- _FRAGMENT TEKSTU_
Teraz możemy użyć metody groupby() żeby pogrupować wiersze

In [None]:
df.groupby('Company')

In [None]:
# Przypisujemy grupę do zmiennej
by_comp = df.groupby("Company")

In [None]:
# Wykonujemy agregację na grupie
by_comp.mean()

In [None]:
df.groupby('Company').mean()

In [None]:
# Inne metody agregacji na grupie
by_comp.std()

In [None]:
by_comp.min()

In [None]:
by_comp.max()

In [None]:
by_comp.count()

In [None]:
by_comp.describe()

In [None]:
by_comp.describe().transpose()

In [None]:
by_comp.describe().transpose()['GOOG']

In [None]:
flights = pd.read_csv('../data/flights.csv')
flights.head()

In [None]:
flights.groupby('AIRLINE')['ARR_DELAY'].agg('mean').head()

In [None]:
flights.groupby('AIRLINE').agg({'ARR_DELAY':'mean'}).head()

In [None]:
flights.groupby('AIRLINE')['ARR_DELAY'].agg(np.mean).head()

In [None]:
flights.groupby('AIRLINE')['ARR_DELAY'].mean().head()

In [None]:
# The number of cancelled flights for every airline per day weekday
flights.groupby(['AIRLINE', 'WEEKDAY'])['CANCELLED'].agg('sum').head(7)

In [None]:
#Find the number and percentage of cancelled and diverted flights for every airline per weekday
flights.groupby(['AIRLINE', 'WEEKDAY'])['CANCELLED', 'DIVERTED'].agg(['sum', 'mean']).head(7)

In [None]:
# For each origin to destination flight, find the total number of flights, 
# the number and percentage of cancelled flights and the average and variance of the airtime. 
group_cols = ['ORG_AIR', 'DEST_AIR']
agg_dict = {'CANCELLED':['sum', 'mean', 'size'], 
            'AIR_TIME':['mean', 'var']}
flights.groupby(group_cols).agg(agg_dict).head()
# flights.groupby(['ORG_AIR', 'DEST_AIR']).agg({'CANCELLED': ['sum', 'mean', 'size'], 
#                                               'AIR_TIME':['mean', 'var']}).head()

In [None]:
airline_info = flights.groupby(['AIRLINE', 'WEEKDAY'])\
                      .agg({'DIST':['sum', 'mean'], 
                                    'ARR_DELAY':['min', 'max']}).astype(int)
airline_info.head()

In [None]:
level0 = airline_info.columns.get_level_values(0)
level0

In [None]:
level1 = airline_info.columns.get_level_values(1)
level1

In [None]:
airline_info.columns = level0 + '_' + level1

In [None]:
airline_info.head(7)

In [None]:
airline_info.reset_index().head(7)

In [None]:
flights.groupby(['AIRLINE'], as_index=False)['DIST'].agg('mean').round(0)

In [None]:
flights.groupby(['AIRLINE'], as_index=False, sort=False)['DIST'].agg('mean')

- _POLECENIE A_
Czy z fragmentem o grupowaniu danych zgadzają się te stwierdzenia: (i) grupa utworzona według kolumny Company zostaje przypisana do zmiennej by_comp; (ii) dane o lotach są wczytywane z pliku airlines.csv; (iii) w ostatnim wywołaniu groupby podano argument sort=False? Przy każdym odpowiedz „tak” lub „nie” i przytocz dosłownie słowa tekstu, które o tym rozstrzygają.
Tekst i rekordy pochodzą z różnych źródeł.

- _WYCINEK REKORDÓW_
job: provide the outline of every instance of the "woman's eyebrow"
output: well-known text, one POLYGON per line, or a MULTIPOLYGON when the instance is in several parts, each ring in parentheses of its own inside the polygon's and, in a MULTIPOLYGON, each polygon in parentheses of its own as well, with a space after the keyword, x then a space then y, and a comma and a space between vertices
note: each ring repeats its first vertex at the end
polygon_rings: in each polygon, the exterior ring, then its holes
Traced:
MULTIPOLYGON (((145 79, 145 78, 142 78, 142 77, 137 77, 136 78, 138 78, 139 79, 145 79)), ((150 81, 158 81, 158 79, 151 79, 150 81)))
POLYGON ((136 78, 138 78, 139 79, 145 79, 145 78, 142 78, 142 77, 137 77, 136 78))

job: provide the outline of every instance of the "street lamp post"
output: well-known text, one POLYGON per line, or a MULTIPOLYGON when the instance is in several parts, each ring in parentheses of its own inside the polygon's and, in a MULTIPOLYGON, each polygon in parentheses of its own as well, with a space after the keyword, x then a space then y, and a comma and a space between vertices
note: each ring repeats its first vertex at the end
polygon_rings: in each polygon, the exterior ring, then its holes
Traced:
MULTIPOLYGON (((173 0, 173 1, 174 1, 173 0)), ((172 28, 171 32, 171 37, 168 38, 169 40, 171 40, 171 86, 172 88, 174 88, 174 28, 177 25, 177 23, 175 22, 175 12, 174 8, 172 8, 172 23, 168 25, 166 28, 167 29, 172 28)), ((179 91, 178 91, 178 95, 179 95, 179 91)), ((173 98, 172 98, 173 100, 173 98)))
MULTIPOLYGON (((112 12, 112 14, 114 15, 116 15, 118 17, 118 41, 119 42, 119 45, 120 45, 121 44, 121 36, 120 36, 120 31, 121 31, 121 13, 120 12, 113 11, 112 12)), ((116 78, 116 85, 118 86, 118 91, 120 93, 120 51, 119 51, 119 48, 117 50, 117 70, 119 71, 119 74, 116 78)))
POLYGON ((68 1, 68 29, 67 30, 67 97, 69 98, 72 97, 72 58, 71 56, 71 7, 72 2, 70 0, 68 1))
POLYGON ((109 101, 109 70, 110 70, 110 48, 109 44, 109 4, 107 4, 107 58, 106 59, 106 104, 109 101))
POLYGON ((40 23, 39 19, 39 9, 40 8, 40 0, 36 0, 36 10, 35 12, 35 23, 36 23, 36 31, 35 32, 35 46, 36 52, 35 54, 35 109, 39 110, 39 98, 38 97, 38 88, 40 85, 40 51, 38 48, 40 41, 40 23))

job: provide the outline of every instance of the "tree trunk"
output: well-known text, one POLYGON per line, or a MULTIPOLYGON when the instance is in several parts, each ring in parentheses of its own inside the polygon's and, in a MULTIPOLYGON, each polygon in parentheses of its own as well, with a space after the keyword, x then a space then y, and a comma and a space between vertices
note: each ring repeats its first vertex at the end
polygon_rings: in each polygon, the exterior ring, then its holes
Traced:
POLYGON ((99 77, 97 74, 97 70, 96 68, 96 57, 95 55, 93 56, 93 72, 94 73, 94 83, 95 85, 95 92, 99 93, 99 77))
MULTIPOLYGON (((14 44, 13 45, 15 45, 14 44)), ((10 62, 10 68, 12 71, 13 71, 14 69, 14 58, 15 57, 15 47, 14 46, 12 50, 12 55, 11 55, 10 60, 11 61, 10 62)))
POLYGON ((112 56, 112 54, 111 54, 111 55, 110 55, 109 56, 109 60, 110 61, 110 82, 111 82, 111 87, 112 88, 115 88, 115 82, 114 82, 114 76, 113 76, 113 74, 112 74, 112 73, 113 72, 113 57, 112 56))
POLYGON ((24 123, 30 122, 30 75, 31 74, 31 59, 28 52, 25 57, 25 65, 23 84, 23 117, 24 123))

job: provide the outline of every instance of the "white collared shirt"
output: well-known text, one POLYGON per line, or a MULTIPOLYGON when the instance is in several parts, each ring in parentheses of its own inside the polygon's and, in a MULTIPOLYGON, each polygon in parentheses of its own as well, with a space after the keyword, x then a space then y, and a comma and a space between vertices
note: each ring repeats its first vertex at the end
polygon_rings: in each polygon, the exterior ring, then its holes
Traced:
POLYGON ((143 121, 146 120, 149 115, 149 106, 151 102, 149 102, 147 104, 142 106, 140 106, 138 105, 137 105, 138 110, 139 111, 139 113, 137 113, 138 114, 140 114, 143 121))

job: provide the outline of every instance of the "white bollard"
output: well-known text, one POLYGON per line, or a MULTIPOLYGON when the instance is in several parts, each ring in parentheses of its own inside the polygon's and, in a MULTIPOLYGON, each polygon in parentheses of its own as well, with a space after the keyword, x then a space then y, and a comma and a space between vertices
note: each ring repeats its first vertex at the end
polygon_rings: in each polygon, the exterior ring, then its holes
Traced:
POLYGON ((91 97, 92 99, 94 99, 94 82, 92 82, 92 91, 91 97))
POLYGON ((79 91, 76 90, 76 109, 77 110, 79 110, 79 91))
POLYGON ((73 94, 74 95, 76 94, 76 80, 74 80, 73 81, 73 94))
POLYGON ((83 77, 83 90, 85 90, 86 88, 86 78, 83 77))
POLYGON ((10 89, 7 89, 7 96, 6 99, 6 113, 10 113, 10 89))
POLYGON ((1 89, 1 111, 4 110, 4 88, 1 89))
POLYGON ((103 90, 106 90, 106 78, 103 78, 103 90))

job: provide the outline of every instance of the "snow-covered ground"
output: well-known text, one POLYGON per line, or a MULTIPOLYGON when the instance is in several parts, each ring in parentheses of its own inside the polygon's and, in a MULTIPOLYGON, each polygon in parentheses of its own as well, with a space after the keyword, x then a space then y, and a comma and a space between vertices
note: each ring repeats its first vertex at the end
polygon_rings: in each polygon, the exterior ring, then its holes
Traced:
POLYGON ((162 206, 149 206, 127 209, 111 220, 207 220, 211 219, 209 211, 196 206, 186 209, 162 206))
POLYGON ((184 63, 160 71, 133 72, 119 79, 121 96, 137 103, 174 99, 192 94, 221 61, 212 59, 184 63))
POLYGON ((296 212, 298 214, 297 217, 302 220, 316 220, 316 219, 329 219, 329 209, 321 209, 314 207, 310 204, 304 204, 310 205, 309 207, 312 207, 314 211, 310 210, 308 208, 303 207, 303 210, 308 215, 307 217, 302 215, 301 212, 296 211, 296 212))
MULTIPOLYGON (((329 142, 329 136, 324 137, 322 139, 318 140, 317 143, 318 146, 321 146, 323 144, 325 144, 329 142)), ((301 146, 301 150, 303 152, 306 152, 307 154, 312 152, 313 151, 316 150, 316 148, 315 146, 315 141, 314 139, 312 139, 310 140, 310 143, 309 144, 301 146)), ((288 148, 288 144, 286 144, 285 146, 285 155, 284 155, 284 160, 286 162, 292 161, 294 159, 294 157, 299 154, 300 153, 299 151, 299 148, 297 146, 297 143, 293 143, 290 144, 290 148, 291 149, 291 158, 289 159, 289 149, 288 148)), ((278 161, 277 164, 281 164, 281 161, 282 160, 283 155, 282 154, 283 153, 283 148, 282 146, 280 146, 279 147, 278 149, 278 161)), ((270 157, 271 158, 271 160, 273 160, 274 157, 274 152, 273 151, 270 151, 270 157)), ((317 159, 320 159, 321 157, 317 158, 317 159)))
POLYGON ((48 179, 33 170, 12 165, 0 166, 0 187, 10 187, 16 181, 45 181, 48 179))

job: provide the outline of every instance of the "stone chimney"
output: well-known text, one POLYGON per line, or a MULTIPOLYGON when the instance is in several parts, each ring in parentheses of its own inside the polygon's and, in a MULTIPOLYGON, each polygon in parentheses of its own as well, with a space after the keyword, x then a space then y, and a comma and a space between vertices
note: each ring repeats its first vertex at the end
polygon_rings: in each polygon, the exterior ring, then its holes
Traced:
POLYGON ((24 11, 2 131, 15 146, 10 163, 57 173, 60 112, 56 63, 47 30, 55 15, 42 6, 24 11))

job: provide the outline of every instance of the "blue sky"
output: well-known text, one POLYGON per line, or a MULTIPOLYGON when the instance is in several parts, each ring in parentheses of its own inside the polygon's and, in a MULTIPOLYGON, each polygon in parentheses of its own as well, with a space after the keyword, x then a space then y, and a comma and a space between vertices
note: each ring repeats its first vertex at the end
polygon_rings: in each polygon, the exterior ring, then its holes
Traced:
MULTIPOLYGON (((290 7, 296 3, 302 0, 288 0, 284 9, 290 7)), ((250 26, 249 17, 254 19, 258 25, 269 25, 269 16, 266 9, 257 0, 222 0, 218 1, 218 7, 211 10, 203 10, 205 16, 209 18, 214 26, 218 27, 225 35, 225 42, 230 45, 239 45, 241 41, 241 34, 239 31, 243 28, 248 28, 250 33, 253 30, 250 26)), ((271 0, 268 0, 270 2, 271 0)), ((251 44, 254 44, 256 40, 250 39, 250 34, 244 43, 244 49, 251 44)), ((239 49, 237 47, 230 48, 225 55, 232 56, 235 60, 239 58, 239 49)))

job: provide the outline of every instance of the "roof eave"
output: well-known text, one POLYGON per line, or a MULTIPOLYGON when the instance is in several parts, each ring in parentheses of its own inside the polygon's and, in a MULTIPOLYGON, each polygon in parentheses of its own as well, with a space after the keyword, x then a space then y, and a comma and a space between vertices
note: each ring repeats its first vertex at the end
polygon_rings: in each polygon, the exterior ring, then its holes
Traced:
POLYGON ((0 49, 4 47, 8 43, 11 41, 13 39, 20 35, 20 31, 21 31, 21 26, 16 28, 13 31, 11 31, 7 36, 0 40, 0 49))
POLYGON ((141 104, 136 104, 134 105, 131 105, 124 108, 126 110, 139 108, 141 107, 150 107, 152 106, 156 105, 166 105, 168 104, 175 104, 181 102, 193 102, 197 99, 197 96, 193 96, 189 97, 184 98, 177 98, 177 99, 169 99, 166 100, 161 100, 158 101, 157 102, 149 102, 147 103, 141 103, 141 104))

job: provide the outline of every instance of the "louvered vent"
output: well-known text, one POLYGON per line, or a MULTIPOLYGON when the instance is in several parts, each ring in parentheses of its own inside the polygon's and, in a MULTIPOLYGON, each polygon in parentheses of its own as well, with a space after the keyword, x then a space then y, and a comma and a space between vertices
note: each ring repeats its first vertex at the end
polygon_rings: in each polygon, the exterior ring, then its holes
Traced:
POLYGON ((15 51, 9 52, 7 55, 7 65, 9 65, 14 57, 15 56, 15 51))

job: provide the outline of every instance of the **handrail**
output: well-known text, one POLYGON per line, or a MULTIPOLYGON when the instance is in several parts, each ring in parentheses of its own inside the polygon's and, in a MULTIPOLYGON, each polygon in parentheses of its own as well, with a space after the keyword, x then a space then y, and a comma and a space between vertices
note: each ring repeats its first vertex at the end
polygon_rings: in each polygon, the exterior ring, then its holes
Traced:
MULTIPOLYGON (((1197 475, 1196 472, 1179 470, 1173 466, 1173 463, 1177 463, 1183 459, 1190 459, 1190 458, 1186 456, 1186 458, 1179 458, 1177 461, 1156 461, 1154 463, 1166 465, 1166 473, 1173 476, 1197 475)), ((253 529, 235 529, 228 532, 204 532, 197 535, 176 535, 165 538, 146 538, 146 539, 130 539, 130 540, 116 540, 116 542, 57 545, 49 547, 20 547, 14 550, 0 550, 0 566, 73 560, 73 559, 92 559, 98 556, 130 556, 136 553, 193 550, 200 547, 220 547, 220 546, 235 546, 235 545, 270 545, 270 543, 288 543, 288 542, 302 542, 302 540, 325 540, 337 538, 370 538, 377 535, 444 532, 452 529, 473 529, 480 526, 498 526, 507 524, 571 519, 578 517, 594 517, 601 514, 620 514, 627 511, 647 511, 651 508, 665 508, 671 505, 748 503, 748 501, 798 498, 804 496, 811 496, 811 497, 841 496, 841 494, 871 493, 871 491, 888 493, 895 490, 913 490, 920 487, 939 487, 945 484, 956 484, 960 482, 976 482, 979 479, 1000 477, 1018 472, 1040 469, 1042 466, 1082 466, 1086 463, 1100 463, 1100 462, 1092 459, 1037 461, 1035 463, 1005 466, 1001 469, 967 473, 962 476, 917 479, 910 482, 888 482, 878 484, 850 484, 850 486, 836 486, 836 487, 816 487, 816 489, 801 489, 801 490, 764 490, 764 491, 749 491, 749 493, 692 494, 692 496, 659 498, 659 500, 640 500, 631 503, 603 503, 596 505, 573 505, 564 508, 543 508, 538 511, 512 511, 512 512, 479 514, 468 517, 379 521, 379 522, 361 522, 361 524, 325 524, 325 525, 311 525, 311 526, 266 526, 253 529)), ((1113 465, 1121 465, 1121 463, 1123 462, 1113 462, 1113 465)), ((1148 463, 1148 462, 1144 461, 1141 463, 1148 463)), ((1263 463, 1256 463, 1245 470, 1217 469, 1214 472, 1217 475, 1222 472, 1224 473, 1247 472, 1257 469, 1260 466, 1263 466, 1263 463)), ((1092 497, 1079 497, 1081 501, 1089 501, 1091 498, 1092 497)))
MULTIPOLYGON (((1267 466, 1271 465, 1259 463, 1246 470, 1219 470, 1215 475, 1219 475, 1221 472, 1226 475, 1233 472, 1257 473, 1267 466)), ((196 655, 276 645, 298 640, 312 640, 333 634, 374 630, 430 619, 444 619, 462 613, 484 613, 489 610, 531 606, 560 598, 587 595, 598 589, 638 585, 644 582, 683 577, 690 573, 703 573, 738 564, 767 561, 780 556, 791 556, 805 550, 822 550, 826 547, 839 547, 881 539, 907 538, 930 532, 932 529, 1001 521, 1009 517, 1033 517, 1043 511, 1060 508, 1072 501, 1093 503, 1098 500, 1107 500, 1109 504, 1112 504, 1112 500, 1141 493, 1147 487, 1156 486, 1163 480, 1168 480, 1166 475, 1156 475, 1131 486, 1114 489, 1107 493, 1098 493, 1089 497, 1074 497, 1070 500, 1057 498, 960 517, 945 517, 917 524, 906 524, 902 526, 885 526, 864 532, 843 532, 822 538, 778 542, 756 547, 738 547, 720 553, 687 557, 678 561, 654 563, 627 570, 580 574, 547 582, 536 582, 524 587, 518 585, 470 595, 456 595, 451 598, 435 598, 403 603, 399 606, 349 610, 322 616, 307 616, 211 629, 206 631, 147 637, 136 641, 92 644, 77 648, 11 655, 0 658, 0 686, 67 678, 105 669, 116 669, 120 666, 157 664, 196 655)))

- _POLECENIE B_
Powtórz wiernie wiersze rekordów od ich początku do wiersza zawierającego „POLYGON ((136 78, 138”, włącznie z obydwoma końcami.

- _ODPOWIEDŹ A_
(i) Tak: „by_comp = df.groupby("Company")”.
(ii) Nie: „flights = pd.read_csv('../data/flights.csv')”.
(iii) Tak: „as_index=False, sort=False”.

- _ODPOWIEDŹ B_
job: provide the outline of every instance of the "woman's eyebrow"
output: well-known text, one POLYGON per line, or a MULTIPOLYGON when the instance is in several parts, each ring in parentheses of its own inside the polygon's and, in a MULTIPOLYGON, each polygon in parentheses of its own as well, with a space after the keyword, x then a space then y, and a comma and a space between vertices
note: each ring repeats its first vertex at the end
polygon_rings: in each polygon, the exterior ring, then its holes
Traced:
MULTIPOLYGON (((145 79, 145 78, 142 78, 142 77, 137 77, 136 78, 138 78, 139 79, 145 79)), ((150 81, 158 81, 158 79, 151 79, 150 81)))
POLYGON ((136 78, 138 78, 139 79, 145 79, 145 78, 142 78, 142 77, 137 77, 136 78))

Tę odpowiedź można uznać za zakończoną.